**TEXT PASSAGE**
============

Tell us a little about yourself: who you are, what you do
Who am I? Well, I’m quite a private person I suppose. I have a wonderful family who keep me endlessly entertained in one way or another and I’m never, ever bored. I’m a big fan of films, football and British history.
What jobs have you held or do you currently hold?
I am lucky enough to have always had a job. I have worked for the government (nowhere near as mysterious or daring as it sounds), was a marketing manager for a good few years, and currently run my own small business.
Do you find it difficult to balance writing time with other responsibilities?
Very! As I’m self-employed I tend to work a lot of hours in any event. I try to write notes to myself whenever I get ideas, then work on them in the evenings or at weekends. Sometimes they make sense, other times I wonder what on earth was going on inside my head.
What made you choose the time period of between the two world wars?
I think it’s a very interesting period – before mass communication (particularly television) became accessible to all and started to make the whole country look, sound and act more alike.
Where did the inspiration for Harry Cocque come from?
If I told you the real story you’d never believe me! Or maybe you would. It started as a bit of a private joke but then it just grew and grew like Topsy. And people who eat too many chips.
What did you enjoy most about expanding on your characters’ universe beyond the first three stories?
It suddenly dawned on me that there were (almost) no limits as to what they could get up to. This was both very liberating and very scary at the same time.
Do your characters ever surprise you?
I’m probably more surprised by the fact that very often a story ends up moving in an entirely different direction to that which I originally intended.
Was self-publishing your first choice? What made you choose it?
Yes it was always my first choice. As a complete novice I thought it would be the perfect way for me to ‘test the water’.
Do you have any advice for writers who are just starting out or are struggling with their own projects?
There are days when absolutely nothing works, but be patient and things will change. Also, don’t be afraid to go back and look at previous work again and again.
Any final thoughts?
You might be interested to know that Harry tweets! What would they have made of Twitter in the 1930s? Or an iPad? Or Bargain Hunt? We can only imagine…
Colin Baine is the author of Harry Cocque: That’s Reet Boy!, a collection of short stories written from the perspective of an elderly man named Harry. This collection focuses on Harry’s childhood in Dorset where the author himself resides.

============

**PROBLEM SET**
(a) Print everything in the interview from "Do your characters" down to "to ‘test the water’.".
(b) According to the interview, why was self-publishing the author's first choice? Answer in one to three sentences.
(c) Translate this sentence from the interview into Spanish: "There are days when absolutely nothing works, but be patient and things will change."

============

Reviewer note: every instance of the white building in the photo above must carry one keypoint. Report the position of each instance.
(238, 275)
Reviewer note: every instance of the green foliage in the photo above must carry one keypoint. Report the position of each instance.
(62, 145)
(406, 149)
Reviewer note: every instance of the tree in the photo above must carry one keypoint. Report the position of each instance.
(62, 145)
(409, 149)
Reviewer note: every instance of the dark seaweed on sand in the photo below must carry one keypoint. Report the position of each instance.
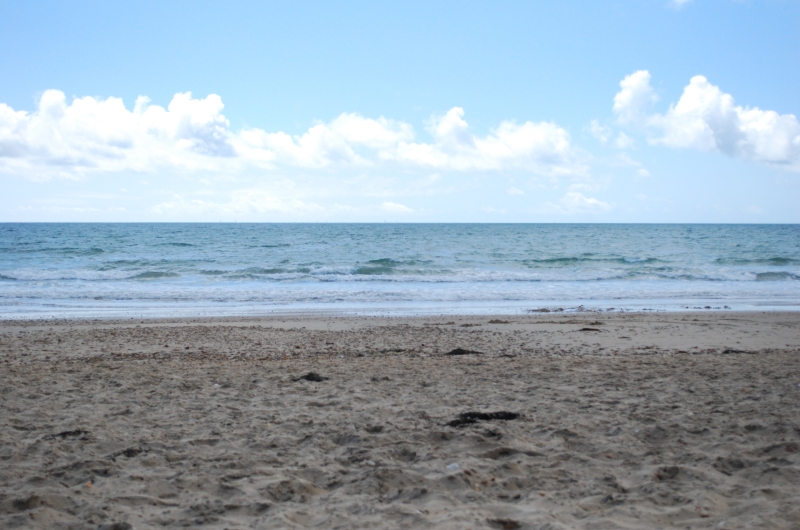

============

**SOLUTIONS BY TASK**
(a)
Do your characters ever surprise you?
I’m probably more surprised by the fact that very often a story ends up moving in an entirely different direction to that which I originally intended.
Was self-publishing your first choice? What made you choose it?
Yes it was always my first choice. As a complete novice I thought it would be the perfect way for me to ‘test the water’.

(b) As a complete novice, the author thought self-publishing would be the perfect way to "test the water."

(c) Hay días en los que absolutamente nada funciona, pero ten paciencia y las cosas cambiarán.